__EXERCISE DETAILS__
An exact transcription of all the data is required.

------ DATASET ENTRIES ------

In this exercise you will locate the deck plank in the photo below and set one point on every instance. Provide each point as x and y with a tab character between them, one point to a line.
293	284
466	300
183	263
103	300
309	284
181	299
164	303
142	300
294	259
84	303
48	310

------

__RESPONSE AREA__
In this exercise you will locate the deck plank in the photo below and set one point on every instance. Provide each point as x and y with a tab character between them, one point to a line.
293	284
466	300
183	263
103	300
309	284
181	299
164	303
142	300
294	259
84	303
48	310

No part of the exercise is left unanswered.